:: Given request ::
Extend the essay on Pushkin's Eugene Onegin below, picking up directly after its final sentence.

Pushkin: Eugene Onegin (1833) The Russian Dissolution
There is a superb scene in the third chapter of Alexander Pushkin’s novel-in-verse Eugene Onegin in which Tatiana, the landowner’s daughter character that Dostoevsky deemed a model of Russian womanhood, is sitting up all night at her desk, writing out her heart to Eugene Onegin, an aristocratic intellectual who has traded the grand monde of St. Petersburg for the petit monde of the countryside, and unwittingly won her girlish affections. She sits writing until, in Stanley Mitchell’s translation, dawn, “Streams silver and a shepherd’s horn wakes villagers to rise and rally. It’s morn all bustle here and there, but my Tatiana does not care.” For the young, love is music that drowns out all the noise of the world. She is pure in her single mindedness.
She’s also a much more likable character than Eugene Onegin. He is not detestable, because he would have to have more substance to be detested; but he embodies, for as much as he rejects it, all of the charming superficiality of high culture, the sharp witted words and supple ballerina’s feet that Pushkin tells us lie and cheat. Pushkin’s contempt shines through for the frivolous western styles that dominated enlightened Russian culture as he evokes the traditions, institutions, and values that once held sway, and which he implies provided the average Russian with a mooring since lost and leaving them adrift. Earth was traded for air.

:: Excerpted records ::

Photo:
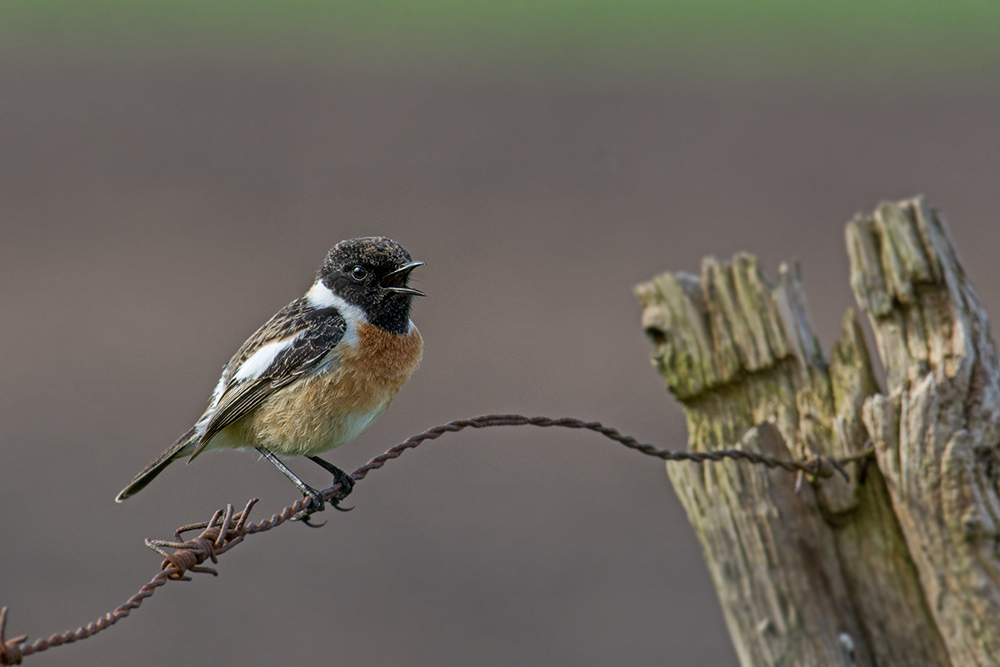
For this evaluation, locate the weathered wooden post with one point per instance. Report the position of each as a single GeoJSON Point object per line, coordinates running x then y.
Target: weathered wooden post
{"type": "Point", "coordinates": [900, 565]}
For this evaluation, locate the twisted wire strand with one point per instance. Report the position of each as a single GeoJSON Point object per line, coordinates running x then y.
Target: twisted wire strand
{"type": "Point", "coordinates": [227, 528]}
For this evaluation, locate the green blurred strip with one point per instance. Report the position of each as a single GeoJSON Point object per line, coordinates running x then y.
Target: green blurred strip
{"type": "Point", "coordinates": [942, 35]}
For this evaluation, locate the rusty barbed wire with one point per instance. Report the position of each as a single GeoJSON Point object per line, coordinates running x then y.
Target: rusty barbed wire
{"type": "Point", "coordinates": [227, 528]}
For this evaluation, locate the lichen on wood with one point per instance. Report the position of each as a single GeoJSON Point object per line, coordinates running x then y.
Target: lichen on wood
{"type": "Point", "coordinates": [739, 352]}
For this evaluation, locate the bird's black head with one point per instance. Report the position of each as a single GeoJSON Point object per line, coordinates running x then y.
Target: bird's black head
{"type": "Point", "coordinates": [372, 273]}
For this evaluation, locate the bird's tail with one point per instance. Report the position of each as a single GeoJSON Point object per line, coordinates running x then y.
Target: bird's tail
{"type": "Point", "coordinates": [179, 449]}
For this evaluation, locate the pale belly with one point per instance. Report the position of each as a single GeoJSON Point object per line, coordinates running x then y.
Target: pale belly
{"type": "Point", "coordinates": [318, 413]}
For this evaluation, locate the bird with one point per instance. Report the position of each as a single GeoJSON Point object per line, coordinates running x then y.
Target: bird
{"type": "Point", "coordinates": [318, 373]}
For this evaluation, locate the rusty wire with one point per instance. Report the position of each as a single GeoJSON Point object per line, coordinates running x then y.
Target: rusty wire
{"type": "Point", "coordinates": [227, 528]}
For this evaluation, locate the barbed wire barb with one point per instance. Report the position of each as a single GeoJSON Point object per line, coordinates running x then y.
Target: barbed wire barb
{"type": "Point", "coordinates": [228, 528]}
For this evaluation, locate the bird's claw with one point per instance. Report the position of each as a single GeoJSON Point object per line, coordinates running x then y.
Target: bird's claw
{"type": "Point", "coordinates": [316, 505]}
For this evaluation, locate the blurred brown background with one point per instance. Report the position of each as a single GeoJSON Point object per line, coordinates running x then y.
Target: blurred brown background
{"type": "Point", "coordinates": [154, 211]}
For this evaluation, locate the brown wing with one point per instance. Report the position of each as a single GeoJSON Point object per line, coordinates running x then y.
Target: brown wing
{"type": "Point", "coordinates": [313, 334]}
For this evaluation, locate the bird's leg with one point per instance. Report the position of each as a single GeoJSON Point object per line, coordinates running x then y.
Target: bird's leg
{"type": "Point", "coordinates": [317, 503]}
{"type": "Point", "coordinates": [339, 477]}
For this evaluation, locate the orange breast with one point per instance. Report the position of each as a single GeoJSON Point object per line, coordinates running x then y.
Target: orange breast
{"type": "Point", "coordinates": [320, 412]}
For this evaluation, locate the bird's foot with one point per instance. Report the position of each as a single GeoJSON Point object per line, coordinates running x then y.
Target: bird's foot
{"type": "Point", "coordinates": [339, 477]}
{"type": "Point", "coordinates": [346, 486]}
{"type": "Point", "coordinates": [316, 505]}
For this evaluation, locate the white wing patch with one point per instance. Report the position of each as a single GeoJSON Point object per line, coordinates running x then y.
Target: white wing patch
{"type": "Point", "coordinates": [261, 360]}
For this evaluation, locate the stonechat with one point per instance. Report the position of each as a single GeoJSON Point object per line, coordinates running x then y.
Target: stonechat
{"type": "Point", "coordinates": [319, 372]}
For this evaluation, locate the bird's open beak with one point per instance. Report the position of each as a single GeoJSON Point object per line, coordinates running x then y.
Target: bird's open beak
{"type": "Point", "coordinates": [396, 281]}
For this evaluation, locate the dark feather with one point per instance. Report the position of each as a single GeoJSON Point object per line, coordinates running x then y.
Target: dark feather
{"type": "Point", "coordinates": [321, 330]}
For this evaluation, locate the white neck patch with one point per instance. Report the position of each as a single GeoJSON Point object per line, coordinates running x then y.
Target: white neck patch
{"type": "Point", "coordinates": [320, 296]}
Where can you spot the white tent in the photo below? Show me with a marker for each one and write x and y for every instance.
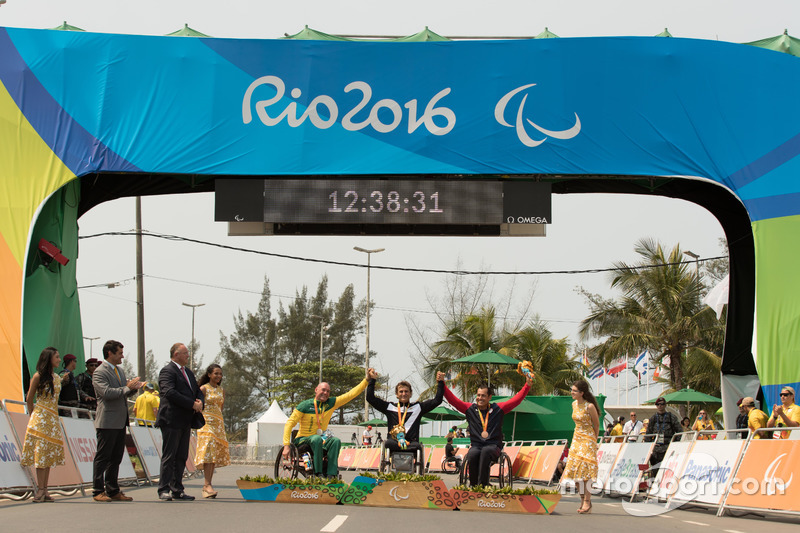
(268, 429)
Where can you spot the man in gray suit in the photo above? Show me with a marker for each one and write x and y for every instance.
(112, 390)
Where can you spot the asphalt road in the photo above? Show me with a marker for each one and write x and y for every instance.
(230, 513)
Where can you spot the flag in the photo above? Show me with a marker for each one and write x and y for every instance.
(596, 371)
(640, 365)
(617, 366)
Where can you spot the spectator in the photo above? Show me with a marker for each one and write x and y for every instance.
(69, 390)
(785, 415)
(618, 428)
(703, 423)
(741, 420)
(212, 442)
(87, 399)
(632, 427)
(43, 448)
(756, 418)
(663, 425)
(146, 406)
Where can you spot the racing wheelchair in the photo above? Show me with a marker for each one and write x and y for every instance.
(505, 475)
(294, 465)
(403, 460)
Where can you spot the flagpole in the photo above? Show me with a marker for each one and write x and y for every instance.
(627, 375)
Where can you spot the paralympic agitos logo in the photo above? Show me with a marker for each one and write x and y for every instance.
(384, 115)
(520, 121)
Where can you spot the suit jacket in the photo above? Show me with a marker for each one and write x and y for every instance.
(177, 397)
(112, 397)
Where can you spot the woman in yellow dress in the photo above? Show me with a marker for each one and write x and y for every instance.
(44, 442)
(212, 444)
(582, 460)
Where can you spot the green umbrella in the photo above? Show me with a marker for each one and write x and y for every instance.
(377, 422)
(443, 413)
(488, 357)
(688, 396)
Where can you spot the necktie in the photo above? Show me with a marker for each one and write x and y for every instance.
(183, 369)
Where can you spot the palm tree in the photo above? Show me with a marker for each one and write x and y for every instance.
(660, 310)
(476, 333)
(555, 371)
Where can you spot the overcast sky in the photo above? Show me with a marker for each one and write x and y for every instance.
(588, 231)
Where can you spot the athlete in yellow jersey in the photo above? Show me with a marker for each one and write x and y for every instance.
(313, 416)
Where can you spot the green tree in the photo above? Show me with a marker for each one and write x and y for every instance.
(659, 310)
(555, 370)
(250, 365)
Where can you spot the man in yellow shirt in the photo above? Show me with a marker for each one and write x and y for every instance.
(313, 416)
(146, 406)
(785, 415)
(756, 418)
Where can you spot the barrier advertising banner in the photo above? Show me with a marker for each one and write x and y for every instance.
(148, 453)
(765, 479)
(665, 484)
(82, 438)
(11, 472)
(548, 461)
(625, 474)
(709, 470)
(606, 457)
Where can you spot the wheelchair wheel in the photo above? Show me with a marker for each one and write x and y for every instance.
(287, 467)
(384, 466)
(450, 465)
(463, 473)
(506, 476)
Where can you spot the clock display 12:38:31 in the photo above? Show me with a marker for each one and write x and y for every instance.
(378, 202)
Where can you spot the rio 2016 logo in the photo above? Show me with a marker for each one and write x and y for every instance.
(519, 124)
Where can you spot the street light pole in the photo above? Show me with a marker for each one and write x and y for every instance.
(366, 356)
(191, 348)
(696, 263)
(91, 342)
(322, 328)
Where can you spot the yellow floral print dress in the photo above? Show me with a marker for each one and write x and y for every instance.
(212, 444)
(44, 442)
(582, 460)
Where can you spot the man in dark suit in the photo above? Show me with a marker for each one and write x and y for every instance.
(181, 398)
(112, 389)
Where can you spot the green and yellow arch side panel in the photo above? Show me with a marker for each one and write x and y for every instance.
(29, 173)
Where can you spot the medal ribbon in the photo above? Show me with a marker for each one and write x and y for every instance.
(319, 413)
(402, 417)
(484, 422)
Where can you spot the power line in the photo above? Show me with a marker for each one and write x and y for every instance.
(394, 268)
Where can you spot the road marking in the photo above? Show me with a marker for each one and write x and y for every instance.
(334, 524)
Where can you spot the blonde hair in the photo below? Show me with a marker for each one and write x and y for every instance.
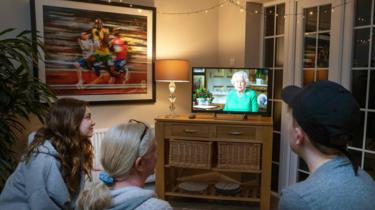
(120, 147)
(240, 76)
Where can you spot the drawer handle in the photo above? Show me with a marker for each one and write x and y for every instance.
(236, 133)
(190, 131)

---

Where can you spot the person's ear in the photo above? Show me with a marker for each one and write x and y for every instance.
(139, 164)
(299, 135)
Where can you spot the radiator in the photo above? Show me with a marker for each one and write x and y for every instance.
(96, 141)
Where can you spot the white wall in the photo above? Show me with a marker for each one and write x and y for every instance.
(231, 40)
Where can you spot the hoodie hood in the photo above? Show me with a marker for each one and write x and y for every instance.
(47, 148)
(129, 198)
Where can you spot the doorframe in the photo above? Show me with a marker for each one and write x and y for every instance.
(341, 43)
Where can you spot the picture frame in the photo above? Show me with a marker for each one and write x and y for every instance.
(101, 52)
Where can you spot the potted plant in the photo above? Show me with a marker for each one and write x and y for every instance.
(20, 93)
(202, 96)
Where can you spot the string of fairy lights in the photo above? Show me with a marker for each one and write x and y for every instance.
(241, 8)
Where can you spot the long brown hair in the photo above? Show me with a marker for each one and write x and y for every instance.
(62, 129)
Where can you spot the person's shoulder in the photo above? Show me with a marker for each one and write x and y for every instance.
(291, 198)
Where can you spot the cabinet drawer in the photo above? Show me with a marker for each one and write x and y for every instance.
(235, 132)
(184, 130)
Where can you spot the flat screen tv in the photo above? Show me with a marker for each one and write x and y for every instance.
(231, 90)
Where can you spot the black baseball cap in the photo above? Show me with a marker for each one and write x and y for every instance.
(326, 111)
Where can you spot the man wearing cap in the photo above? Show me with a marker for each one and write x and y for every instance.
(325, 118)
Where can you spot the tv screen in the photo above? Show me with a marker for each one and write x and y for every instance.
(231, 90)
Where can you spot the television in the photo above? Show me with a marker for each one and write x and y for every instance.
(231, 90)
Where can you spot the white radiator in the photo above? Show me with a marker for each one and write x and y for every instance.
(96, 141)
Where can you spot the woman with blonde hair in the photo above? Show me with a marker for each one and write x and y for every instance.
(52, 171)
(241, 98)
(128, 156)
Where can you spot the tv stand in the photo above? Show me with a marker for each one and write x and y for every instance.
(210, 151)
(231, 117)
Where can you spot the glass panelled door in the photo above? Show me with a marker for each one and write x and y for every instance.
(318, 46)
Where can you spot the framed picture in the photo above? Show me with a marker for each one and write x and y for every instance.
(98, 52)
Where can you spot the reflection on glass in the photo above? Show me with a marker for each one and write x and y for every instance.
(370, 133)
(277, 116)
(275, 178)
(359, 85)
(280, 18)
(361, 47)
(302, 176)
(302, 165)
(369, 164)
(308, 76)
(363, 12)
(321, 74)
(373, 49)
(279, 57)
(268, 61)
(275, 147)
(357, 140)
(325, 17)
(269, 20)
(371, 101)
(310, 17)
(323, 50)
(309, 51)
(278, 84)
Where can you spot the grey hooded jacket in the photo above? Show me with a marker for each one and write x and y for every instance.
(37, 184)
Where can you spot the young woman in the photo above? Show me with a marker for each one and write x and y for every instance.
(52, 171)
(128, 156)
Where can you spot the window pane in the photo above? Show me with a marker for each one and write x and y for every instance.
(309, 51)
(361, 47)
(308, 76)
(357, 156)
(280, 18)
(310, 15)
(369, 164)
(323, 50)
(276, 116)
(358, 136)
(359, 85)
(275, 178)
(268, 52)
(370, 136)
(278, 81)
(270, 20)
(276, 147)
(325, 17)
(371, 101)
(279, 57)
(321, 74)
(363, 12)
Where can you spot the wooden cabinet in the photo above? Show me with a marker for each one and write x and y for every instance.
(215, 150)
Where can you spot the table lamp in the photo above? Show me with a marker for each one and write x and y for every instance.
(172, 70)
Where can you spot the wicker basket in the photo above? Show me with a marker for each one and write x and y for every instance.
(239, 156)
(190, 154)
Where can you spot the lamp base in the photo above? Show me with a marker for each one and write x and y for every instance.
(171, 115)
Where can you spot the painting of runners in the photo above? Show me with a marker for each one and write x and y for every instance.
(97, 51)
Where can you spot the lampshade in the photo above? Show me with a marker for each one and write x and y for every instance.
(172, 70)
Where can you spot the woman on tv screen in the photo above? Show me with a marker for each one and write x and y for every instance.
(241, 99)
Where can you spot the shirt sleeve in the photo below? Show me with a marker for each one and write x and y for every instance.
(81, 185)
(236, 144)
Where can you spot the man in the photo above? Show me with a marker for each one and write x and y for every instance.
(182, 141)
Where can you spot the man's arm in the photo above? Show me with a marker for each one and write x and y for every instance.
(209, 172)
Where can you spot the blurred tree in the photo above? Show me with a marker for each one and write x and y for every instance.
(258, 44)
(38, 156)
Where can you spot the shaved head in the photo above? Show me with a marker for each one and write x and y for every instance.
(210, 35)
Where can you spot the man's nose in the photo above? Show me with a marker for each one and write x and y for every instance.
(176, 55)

:: Answer for this exercise ::
There is a persistent sense of barrenness in the text, of empty fields under snowcover and hearts emptied out of all substance. Pushkin tells us the dead body of Eugene’s friend Lensky, killed in their duel over Tatiania, resembles an empty house and Eugene himself seems hollow, a representative of a dissipated generation. In Mitchell’s translation, Pushkin, the former Decembrist, describes Modern Man: “With his depraved, immoral soul/ Dried up and egotistical/ To dreaming endlessly addicted/ With his embittered, seething mind/ To futile enterprise consigned”. This comes as Tatiana, visiting Eugene’s empty room, comes across his books.Eugene reads Byron and the romantics; Tatiana reads the novelists of the eighteenth century like Richardson and Rousseau; and that tells you everything you need to know about the differences between the two of them.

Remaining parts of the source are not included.